> Task input

= = = =

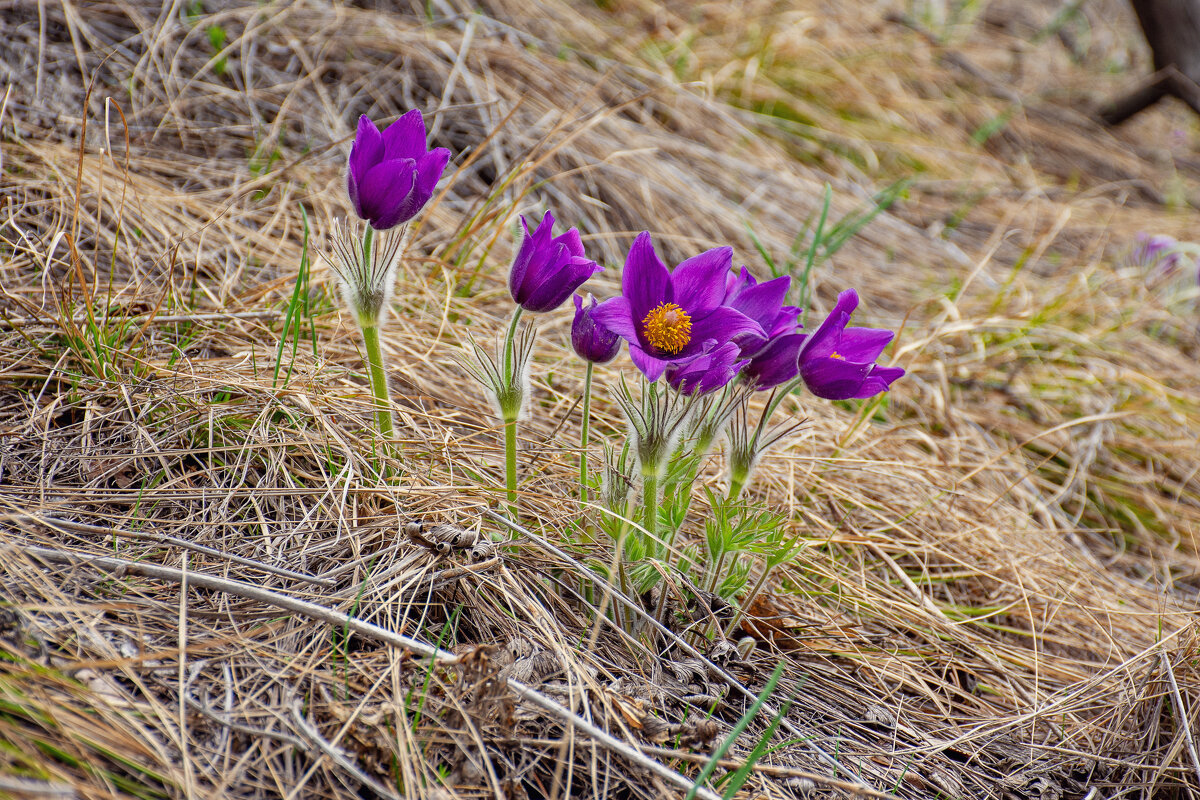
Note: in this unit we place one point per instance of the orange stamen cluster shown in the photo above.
(667, 328)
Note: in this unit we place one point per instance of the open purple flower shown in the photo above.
(672, 316)
(592, 342)
(546, 270)
(762, 302)
(391, 174)
(838, 362)
(707, 372)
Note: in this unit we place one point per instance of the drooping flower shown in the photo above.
(838, 362)
(547, 269)
(671, 316)
(592, 342)
(391, 174)
(777, 362)
(762, 302)
(707, 372)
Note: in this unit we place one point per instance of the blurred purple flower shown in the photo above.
(1161, 254)
(391, 174)
(672, 316)
(838, 362)
(592, 342)
(707, 372)
(762, 302)
(547, 269)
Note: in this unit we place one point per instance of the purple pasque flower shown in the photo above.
(838, 362)
(707, 372)
(546, 270)
(777, 362)
(391, 174)
(672, 316)
(762, 302)
(592, 342)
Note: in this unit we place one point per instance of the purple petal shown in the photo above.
(825, 340)
(762, 302)
(863, 344)
(613, 314)
(880, 380)
(592, 341)
(544, 232)
(365, 152)
(778, 362)
(405, 138)
(649, 366)
(833, 378)
(721, 324)
(571, 241)
(700, 281)
(646, 281)
(521, 262)
(555, 288)
(367, 148)
(430, 168)
(383, 191)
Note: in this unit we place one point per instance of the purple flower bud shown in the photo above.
(547, 270)
(591, 341)
(838, 362)
(777, 362)
(762, 302)
(391, 174)
(707, 372)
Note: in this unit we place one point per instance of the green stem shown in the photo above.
(736, 486)
(651, 505)
(509, 358)
(378, 382)
(510, 464)
(583, 435)
(510, 416)
(745, 603)
(367, 239)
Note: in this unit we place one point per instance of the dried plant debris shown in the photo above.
(996, 593)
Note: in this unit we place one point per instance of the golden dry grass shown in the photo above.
(999, 593)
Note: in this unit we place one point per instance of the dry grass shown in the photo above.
(999, 594)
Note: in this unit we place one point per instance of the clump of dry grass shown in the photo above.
(999, 589)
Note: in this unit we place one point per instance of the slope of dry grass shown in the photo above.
(999, 588)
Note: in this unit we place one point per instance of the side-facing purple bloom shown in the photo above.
(777, 362)
(838, 362)
(671, 316)
(762, 302)
(391, 174)
(546, 270)
(707, 372)
(592, 342)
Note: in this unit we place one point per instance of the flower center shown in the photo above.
(667, 328)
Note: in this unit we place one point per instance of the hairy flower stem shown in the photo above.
(583, 435)
(375, 359)
(510, 417)
(651, 504)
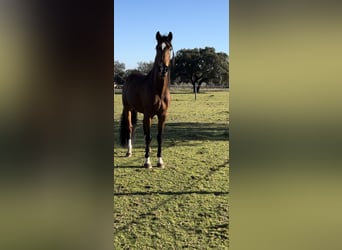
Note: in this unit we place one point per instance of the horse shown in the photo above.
(150, 95)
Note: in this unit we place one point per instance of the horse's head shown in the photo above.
(164, 53)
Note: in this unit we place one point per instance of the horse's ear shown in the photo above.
(169, 37)
(158, 36)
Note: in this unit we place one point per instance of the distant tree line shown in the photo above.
(195, 66)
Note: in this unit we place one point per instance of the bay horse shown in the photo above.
(148, 94)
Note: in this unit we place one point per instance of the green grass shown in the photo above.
(185, 205)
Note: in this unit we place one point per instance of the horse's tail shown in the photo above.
(124, 130)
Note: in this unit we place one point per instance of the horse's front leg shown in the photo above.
(148, 138)
(161, 124)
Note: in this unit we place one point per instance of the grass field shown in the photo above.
(185, 205)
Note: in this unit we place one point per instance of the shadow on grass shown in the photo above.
(173, 195)
(130, 167)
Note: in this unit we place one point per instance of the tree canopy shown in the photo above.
(119, 72)
(197, 66)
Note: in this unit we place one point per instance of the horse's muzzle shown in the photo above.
(163, 70)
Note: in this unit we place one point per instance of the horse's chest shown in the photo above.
(160, 103)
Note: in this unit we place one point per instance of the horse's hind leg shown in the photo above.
(148, 138)
(129, 130)
(161, 124)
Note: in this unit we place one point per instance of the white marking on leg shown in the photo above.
(160, 161)
(129, 146)
(148, 161)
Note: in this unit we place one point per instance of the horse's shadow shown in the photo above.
(130, 167)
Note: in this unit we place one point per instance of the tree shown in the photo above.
(119, 72)
(197, 66)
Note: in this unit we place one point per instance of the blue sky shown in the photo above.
(194, 24)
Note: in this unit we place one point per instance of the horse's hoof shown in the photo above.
(148, 165)
(160, 165)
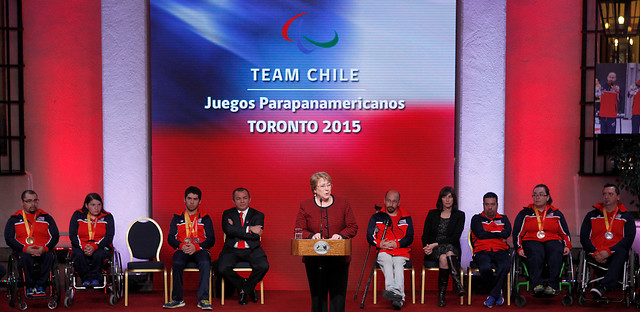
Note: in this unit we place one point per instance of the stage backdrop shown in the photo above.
(262, 94)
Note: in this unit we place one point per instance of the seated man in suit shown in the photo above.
(243, 227)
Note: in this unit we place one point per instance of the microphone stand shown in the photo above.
(373, 266)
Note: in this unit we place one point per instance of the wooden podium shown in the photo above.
(321, 247)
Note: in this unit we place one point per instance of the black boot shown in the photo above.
(443, 280)
(454, 266)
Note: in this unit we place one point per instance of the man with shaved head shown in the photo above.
(394, 246)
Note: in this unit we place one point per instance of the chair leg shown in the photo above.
(166, 298)
(469, 275)
(413, 285)
(262, 292)
(462, 280)
(126, 288)
(422, 295)
(375, 286)
(222, 291)
(171, 283)
(509, 288)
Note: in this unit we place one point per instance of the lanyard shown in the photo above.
(540, 222)
(607, 225)
(91, 225)
(190, 229)
(29, 229)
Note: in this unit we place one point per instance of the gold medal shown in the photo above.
(540, 233)
(608, 235)
(29, 229)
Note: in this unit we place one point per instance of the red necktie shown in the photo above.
(241, 244)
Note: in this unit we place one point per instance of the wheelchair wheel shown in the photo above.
(582, 300)
(113, 299)
(117, 278)
(52, 304)
(68, 302)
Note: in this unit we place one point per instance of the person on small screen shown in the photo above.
(441, 240)
(32, 234)
(609, 102)
(191, 235)
(607, 234)
(489, 233)
(394, 247)
(326, 216)
(635, 109)
(541, 235)
(243, 227)
(91, 231)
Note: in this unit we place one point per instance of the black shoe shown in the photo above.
(397, 305)
(253, 295)
(598, 292)
(242, 298)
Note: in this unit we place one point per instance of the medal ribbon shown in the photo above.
(91, 225)
(607, 225)
(190, 228)
(540, 222)
(29, 229)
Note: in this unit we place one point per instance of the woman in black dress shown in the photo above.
(441, 240)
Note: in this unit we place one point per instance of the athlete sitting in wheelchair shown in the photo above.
(92, 257)
(91, 231)
(541, 236)
(607, 234)
(32, 234)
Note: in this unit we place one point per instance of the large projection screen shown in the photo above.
(262, 94)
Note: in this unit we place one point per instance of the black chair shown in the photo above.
(192, 267)
(591, 272)
(144, 240)
(241, 266)
(408, 266)
(433, 266)
(473, 268)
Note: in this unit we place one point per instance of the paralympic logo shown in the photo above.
(285, 35)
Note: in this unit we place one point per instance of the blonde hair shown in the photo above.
(316, 177)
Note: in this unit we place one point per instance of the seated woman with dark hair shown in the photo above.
(541, 234)
(91, 231)
(441, 240)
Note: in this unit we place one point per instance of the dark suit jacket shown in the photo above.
(237, 232)
(454, 230)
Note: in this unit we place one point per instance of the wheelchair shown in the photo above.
(590, 272)
(520, 278)
(17, 290)
(112, 278)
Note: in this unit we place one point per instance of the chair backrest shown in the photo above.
(469, 241)
(144, 239)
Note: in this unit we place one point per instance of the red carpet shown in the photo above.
(293, 301)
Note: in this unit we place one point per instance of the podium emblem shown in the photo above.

= = = =

> Exercise
Every entry above should be given again exactly, with no images included.

> Response to this exercise
Note: in this unit we place one point per instance of the orange stamen cluster shown in the photo above.
(667, 328)
Note: in this unit we place one point per instance of the open purple flower shown in the photo above.
(672, 316)
(592, 342)
(546, 270)
(762, 302)
(391, 174)
(838, 362)
(707, 372)
Note: in this unit we place one point per instance of the drooping flower shown in the photo above.
(838, 362)
(547, 269)
(671, 316)
(592, 342)
(391, 174)
(777, 362)
(762, 302)
(707, 372)
Note: in this unit we place one point per instance of the blurred purple flower shown in the photo above.
(1161, 254)
(391, 174)
(672, 316)
(838, 362)
(592, 342)
(707, 372)
(762, 302)
(547, 269)
Note: in this unit we place one point per instance of the purple pasque flower shown in the photo above.
(838, 362)
(707, 372)
(546, 270)
(777, 362)
(391, 174)
(672, 316)
(762, 302)
(592, 342)
Note: in this unit we place one point per instance of the purple petal shown in the photo above.
(825, 340)
(762, 302)
(863, 344)
(613, 314)
(880, 380)
(592, 341)
(544, 232)
(365, 152)
(778, 362)
(405, 138)
(649, 366)
(833, 378)
(721, 324)
(571, 241)
(700, 281)
(646, 281)
(521, 262)
(555, 288)
(367, 148)
(430, 168)
(383, 191)
Note: in this unit we place one point per instance of the purple flower bud shown in the photo above.
(547, 270)
(591, 341)
(838, 362)
(777, 362)
(762, 302)
(391, 174)
(707, 372)
Note: in this unit we place one point per instance of the green stem shown in the photo above.
(736, 486)
(651, 505)
(509, 358)
(378, 382)
(510, 464)
(583, 435)
(510, 416)
(745, 603)
(367, 239)
Note: in this unit we place one point per instance of the dried plant debris shown in the photo above.
(996, 593)
Note: in this unit we place one point per instance of the golden dry grass shown in the photo above.
(999, 593)
Note: in this unit we place one point per instance of the dry grass shown in the photo above.
(999, 594)
Note: in this unit we place one point per instance of the clump of dry grass shown in the photo above.
(999, 589)
Note: in this unit we place one point per instance of the slope of dry grass shown in the photo above.
(999, 588)
Note: in this unit we place one point per instance of the side-facing purple bloom shown in the photo above.
(777, 362)
(838, 362)
(671, 316)
(762, 302)
(391, 174)
(546, 270)
(707, 372)
(592, 342)
Note: in this unit we place one point per instance of the flower center shown in the photo above.
(667, 328)
Note: in this unit we place one point per instance of the hairy flower stem shown in the photo above.
(583, 435)
(375, 359)
(510, 417)
(651, 504)
Note: in this unit we place one point per instance of the horse shown in the photo above.
(150, 95)
Note: in this unit we place one point per instance of the horse's head shown in the photo above.
(164, 53)
Note: in this unit we place one point per instance of the horse's ear shown in the photo above.
(169, 37)
(158, 36)
Note: in this unit we place one point per instance of the distant tree line shown in the photo above.
(195, 66)
Note: in this unit we place one point per instance of the bay horse shown in the photo above.
(148, 94)
Note: in this unit we place one point per instance of the green grass shown in the photo above.
(185, 205)
Note: in this unit we place one point per instance of the horse's tail shown in the photo above.
(124, 130)
Note: in this unit we place one point per instance of the horse's front leg shown in the photo above.
(148, 138)
(161, 124)
Note: in this unit we place one point per instance of the grass field shown in the photo above.
(185, 205)
Note: in this unit we place one point per instance of the shadow on grass shown in the photo above.
(173, 195)
(130, 167)
Note: in this unit we place one point per instance of the tree canopy shown in the photo above.
(119, 72)
(197, 66)
Note: in this unit we place one point per instance of the horse's muzzle shown in the photo above.
(163, 70)
Note: in this unit we place one point per instance of the horse's chest shown in the photo above.
(160, 103)
Note: in this unit we place one point per instance of the horse's hind leg shown in the photo above.
(148, 138)
(129, 130)
(161, 124)
Note: in this unit we place one point per instance of the white marking on leg shown in the photo above.
(160, 161)
(129, 146)
(148, 161)
Note: in this unit we place one point per instance of the horse's shadow shown in the photo above.
(130, 167)
Note: in this unit we place one point per instance of the tree shown in the photo above.
(119, 72)
(197, 66)
Note: in this unit we place one point per instance of the blue sky shown in the photo above.
(194, 24)
Note: in this unit we place one point per instance of the horse's hoof shown in the photo above.
(148, 165)
(160, 165)
Note: in this unit we place one point per instance of the stage backdrop shown in the photo above.
(262, 94)
Note: in this unit we place one point per instance of the seated man in suit shown in the photo above.
(243, 227)
Note: in this unit we place one point per instance of the microphone stand shown in the photo above.
(373, 266)
Note: in this unit we place one point per instance of the wooden podium shown in the photo above.
(321, 247)
Note: in this unit we place one point per instance of the black boot shown in the photo above.
(443, 280)
(454, 266)
Note: in this unit we place one point per instance of the man with shaved head shown in the photo above.
(394, 246)
Note: in this unit we place one point per instance of the chair leg shown in the photo above.
(166, 298)
(469, 275)
(413, 285)
(262, 292)
(462, 280)
(126, 288)
(422, 295)
(375, 286)
(222, 291)
(171, 283)
(509, 288)
Note: in this unit we place one point per instance of the lanyard shown in the photo above.
(540, 222)
(607, 225)
(91, 225)
(190, 229)
(29, 229)
Note: in this unit we place one point per instance of the gold medal shown in the photo above.
(540, 233)
(608, 235)
(29, 229)
Note: in this unit we place one point per instance of the red necktie shown in the photo above.
(241, 244)
Note: in this unit we place one point per instance of the wheelchair wheel shown in the photo above.
(582, 300)
(113, 299)
(117, 278)
(52, 304)
(68, 302)
Note: in this unit we place one point per instance of the person on small screen shown in the photo above.
(441, 240)
(32, 234)
(609, 102)
(191, 235)
(607, 234)
(489, 233)
(394, 247)
(326, 216)
(635, 109)
(541, 235)
(243, 227)
(91, 231)
Note: in this unit we place one point per instance of the black shoe shown in the photo above.
(397, 305)
(253, 295)
(598, 292)
(242, 298)
Note: in this unit we place one point per instance of the medal ribbon shown in the photo above.
(91, 225)
(607, 225)
(190, 228)
(540, 222)
(29, 229)
Note: in this unit we place one point per instance of the woman in black dress shown in the photo above.
(441, 240)
Note: in this unit we place one point per instance of the athlete sitting in wheelchair shown in the photo above.
(92, 257)
(91, 231)
(541, 236)
(607, 234)
(32, 234)
Note: in this unit we place one point per instance of the large projection screen shown in the photo above.
(262, 94)
Note: in this unit we place one point per instance of the black chair shown in the photo above.
(192, 267)
(591, 272)
(144, 240)
(241, 266)
(408, 266)
(433, 266)
(473, 268)
Note: in this unit we place one point per instance of the paralympic logo shown in the photo above.
(285, 35)
Note: in this unit we place one point per instance of the blonde hair shown in the photo above.
(316, 177)
Note: in this unit we place one point per instance of the seated woman with dark hair shown in the photo above.
(541, 234)
(91, 231)
(441, 240)
Note: in this unit we place one point per instance of the dark suit jacket shown in the photo above.
(237, 232)
(454, 230)
Note: in this unit we place one point per instance of the wheelchair shown in the photo above.
(590, 272)
(520, 278)
(17, 290)
(112, 278)
Note: in this unit we place one point per instance of the chair backrest shown in the photo above.
(469, 241)
(144, 239)
Note: in this unit we place one point per instance of the red carpet shown in the photo above.
(293, 301)
Note: in this unit we place one point per instance of the podium emblem shown in the photo above.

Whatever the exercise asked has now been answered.